# Which arrives first FE or PE Results



## Galena (Dec 14, 2010)

I took a look at the excel that someone put together of expected PE results per state. I was just wondering if they post all FE and PE results at the same time, or does one get released before the other?

Thanks

Mike


----------



## principal (Dec 14, 2010)

Galena said:


> I took a look at the excel that someone put together of expected PE results per state. I was just wondering if they post all FE and PE results at the same time, or does one get released before the other?
> Thanks
> 
> Mike


I took the CO FE last year...got the result on DEC 21. The Excel sheet says PE results for that test came out on the 18th. Don't know if that helps much...


----------



## Galena (Dec 14, 2010)

It does, looks like I can expect KS FE results 1st week of Jan.


----------



## tomp (Dec 16, 2010)

I took to Colorado FE exam in October 2008. My pass letter is dated December 16, which is the same date in the spreadsheet for the PE Exam results. So I would expect them to be about the same.


----------



## asunw (Dec 22, 2010)

tomp said:


> I took to Colorado FE exam in October 2008. My pass letter is dated December 16, which is the same date in the spreadsheet for the PE Exam results. So I would expect them to be about the same.


Plus some EIT results are out now and no PE results have been released yet. =)


----------



## jv21 (Dec 22, 2010)

asunw said:


> tomp said:
> 
> 
> > I took to Colorado FE exam in October 2008. My pass letter is dated December 16, which is the same date in the spreadsheet for the PE Exam results. So I would expect them to be about the same.
> ...



There's your answer...

And here's your sign :17:


----------

### SHORT PROBLEM A
Pick out every line of the listing that contains the word "rusted", matching case exactly.
The listing that comes next is unrelated to the forum thread.

### SUPPLIED RECORDS
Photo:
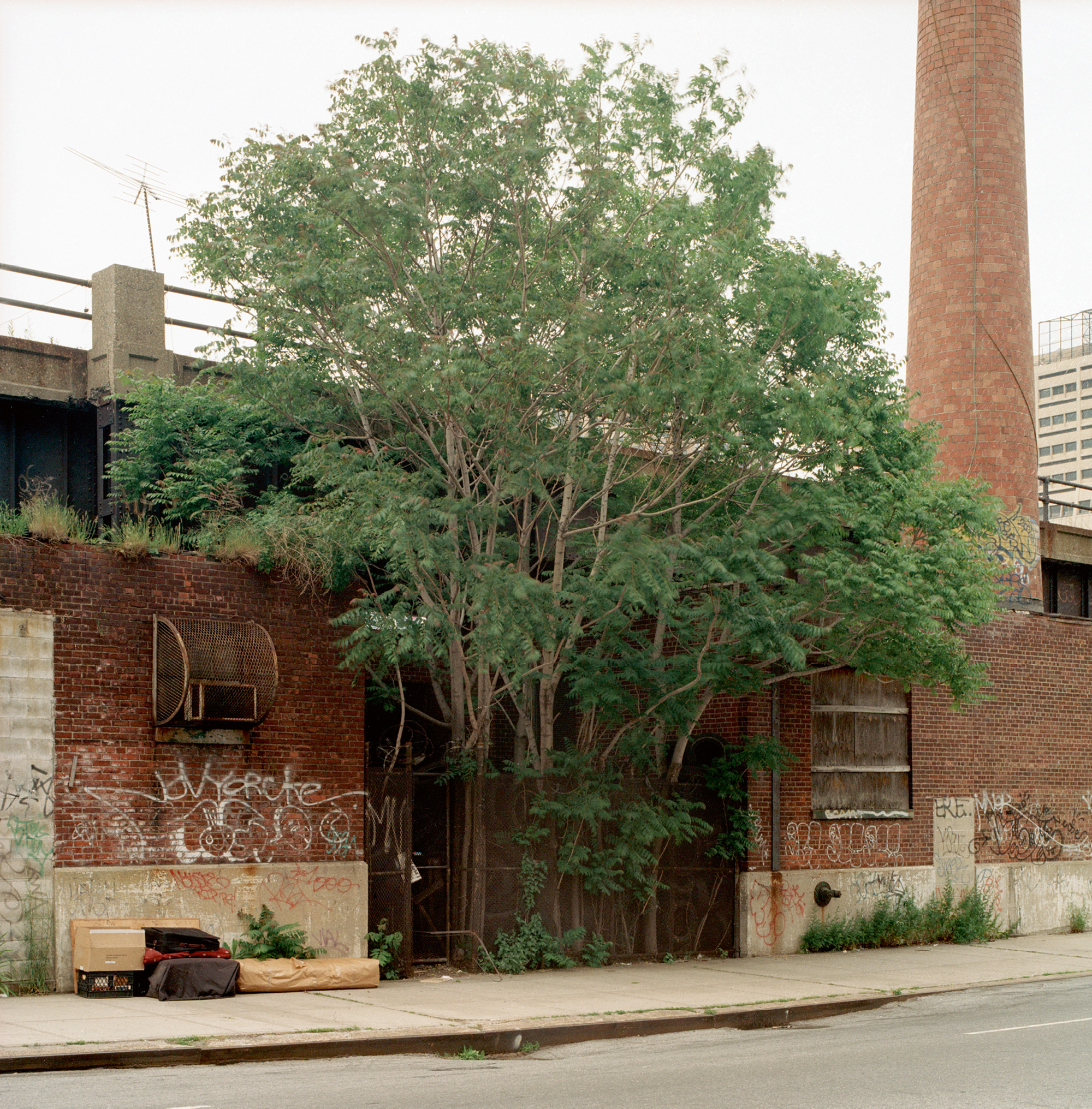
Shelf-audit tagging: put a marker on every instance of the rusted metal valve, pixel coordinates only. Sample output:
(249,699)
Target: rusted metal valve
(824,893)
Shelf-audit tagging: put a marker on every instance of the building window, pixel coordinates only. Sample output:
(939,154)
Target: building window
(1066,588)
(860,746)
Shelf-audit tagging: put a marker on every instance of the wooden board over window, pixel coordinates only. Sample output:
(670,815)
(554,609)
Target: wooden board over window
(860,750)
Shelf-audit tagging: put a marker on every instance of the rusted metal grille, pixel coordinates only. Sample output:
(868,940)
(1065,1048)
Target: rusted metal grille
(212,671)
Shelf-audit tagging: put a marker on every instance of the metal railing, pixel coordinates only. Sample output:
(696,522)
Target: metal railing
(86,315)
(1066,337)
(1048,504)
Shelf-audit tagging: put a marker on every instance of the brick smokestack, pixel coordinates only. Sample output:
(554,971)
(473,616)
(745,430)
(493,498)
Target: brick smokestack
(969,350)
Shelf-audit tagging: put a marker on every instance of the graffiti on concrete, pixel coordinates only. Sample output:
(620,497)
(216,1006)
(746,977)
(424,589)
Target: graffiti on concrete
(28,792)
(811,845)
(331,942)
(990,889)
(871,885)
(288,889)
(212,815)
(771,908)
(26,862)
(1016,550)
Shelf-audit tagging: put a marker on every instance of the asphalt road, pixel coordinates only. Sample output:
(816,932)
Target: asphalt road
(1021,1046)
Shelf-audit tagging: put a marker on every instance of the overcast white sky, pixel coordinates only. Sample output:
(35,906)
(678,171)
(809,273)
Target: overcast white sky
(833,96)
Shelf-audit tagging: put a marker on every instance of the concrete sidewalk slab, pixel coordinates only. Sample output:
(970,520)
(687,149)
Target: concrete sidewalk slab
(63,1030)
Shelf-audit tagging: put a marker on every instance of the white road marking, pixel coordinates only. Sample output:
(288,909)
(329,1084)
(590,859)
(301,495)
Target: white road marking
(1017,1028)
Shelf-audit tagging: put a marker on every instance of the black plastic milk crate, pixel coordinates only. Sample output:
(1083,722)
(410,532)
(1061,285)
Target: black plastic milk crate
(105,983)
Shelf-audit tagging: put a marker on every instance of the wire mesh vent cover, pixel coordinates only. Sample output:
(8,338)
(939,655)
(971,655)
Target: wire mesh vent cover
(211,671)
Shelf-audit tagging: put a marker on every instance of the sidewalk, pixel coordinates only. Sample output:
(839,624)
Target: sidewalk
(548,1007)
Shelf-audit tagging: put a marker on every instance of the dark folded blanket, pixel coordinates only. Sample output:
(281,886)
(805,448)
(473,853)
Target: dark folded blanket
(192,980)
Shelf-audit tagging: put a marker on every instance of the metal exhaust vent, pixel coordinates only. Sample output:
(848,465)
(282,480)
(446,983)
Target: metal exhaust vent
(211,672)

### SHORT PROBLEM B
Repeat a stretch of the forum thread word for word, beginning at the words "## asunw (Dec" and stopping after "released yet. =)".

### REPLY A
Shelf-audit tagging: put a marker on every instance of the rusted metal valve, pixel coordinates only. Sample output:
Target: rusted metal valve
Shelf-audit tagging: put a marker on every instance of the rusted metal grille, pixel coordinates only. Sample output:
Target: rusted metal grille

### REPLY B
## asunw (Dec 22, 2010)

tomp said:


> I took to Colorado FE exam in October 2008. My pass letter is dated December 16, which is the same date in the spreadsheet for the PE Exam results. So I would expect them to be about the same.


Plus some EIT results are out now and no PE results have been released yet. =)